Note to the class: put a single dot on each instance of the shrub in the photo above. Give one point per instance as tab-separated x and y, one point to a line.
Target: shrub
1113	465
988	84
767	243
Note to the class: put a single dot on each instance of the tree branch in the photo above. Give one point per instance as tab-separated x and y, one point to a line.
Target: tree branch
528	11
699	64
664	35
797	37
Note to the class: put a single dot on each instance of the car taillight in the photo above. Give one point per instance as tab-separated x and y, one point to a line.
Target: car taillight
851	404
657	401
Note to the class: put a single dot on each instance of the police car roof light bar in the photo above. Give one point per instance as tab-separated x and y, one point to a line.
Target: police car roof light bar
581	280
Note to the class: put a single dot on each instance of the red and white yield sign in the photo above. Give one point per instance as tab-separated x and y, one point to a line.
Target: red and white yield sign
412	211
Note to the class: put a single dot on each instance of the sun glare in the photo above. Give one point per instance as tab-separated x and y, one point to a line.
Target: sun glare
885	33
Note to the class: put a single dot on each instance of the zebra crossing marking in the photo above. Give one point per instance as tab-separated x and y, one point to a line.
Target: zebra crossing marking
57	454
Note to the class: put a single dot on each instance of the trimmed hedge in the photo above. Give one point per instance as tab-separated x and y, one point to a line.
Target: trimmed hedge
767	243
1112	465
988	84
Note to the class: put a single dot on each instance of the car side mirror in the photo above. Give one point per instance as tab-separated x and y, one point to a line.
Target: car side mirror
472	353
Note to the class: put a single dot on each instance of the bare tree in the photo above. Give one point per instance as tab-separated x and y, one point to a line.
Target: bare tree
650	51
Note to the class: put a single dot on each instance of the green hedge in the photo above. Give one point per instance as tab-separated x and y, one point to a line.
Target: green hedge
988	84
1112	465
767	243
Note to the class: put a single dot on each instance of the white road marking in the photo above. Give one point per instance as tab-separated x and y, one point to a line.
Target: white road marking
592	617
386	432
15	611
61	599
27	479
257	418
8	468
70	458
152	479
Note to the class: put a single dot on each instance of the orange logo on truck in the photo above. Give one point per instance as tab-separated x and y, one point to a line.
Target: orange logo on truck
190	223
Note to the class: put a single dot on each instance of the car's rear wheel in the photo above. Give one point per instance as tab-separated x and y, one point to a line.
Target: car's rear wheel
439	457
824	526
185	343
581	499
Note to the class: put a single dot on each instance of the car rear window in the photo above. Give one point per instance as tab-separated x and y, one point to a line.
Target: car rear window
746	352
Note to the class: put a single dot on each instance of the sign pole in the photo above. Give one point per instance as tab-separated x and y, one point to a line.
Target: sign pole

● Task directions:
Using the records above, gather all lines where the string "pole" is present.

● Task response:
Note to the class: put a single dot on each instance of the sign pole in the photo above. Give one point per instance as tab-separated x and y, one point to a line.
Target: sign pole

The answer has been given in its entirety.